§ **Exercise directions**: In the data that follows, find the line containing "Note: pick out every instance of the yellow petal"; then quote that line and every line after it, exactly, through the last one.

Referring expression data

-- Opening Marker --

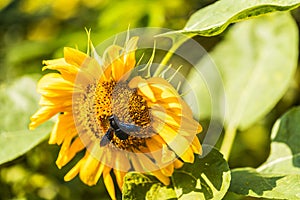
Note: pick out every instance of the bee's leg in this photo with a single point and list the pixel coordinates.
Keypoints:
(105, 140)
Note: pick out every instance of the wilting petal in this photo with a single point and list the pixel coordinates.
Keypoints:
(74, 57)
(120, 178)
(109, 184)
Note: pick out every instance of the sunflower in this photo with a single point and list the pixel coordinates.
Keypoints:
(122, 121)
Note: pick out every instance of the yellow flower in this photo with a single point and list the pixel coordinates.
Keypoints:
(123, 122)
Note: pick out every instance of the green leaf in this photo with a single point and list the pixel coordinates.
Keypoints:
(257, 61)
(140, 186)
(214, 19)
(279, 176)
(18, 102)
(207, 178)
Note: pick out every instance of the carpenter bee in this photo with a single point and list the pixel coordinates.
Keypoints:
(118, 128)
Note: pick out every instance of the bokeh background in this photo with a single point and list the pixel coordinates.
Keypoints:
(34, 30)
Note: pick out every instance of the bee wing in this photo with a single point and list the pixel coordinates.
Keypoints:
(126, 127)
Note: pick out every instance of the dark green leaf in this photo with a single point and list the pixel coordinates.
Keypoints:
(138, 186)
(207, 178)
(214, 19)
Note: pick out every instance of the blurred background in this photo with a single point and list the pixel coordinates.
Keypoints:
(34, 30)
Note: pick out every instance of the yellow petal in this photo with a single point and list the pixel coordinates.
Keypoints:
(188, 155)
(68, 72)
(42, 115)
(178, 164)
(68, 151)
(109, 184)
(196, 146)
(143, 88)
(75, 170)
(63, 127)
(176, 142)
(74, 57)
(161, 177)
(91, 170)
(119, 177)
(53, 85)
(168, 170)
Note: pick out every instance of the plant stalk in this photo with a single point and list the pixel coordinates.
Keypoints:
(228, 140)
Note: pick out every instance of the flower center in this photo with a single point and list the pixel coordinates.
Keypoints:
(129, 111)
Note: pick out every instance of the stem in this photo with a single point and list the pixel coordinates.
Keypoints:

-- Closing Marker --

§ **Task answer**:
Note: pick out every instance of the yellow petal in this photo with a single point and list the pixel coordinates.
Keypoints:
(188, 155)
(68, 72)
(42, 115)
(178, 164)
(68, 151)
(109, 184)
(196, 146)
(143, 88)
(75, 170)
(63, 127)
(176, 142)
(74, 57)
(161, 177)
(91, 170)
(119, 177)
(53, 85)
(168, 170)
Note: pick out every instance of the plant stalk in this photo with a single point and list the pixel coordinates.
Keypoints:
(228, 140)
Note: pick out every instance of the flower center in this photo with a single point and list the pixel coordinates.
Keypoints:
(129, 111)
Note: pick out every instance of the stem in this photo with a single point and list the pixel coordinates.
Keypoints:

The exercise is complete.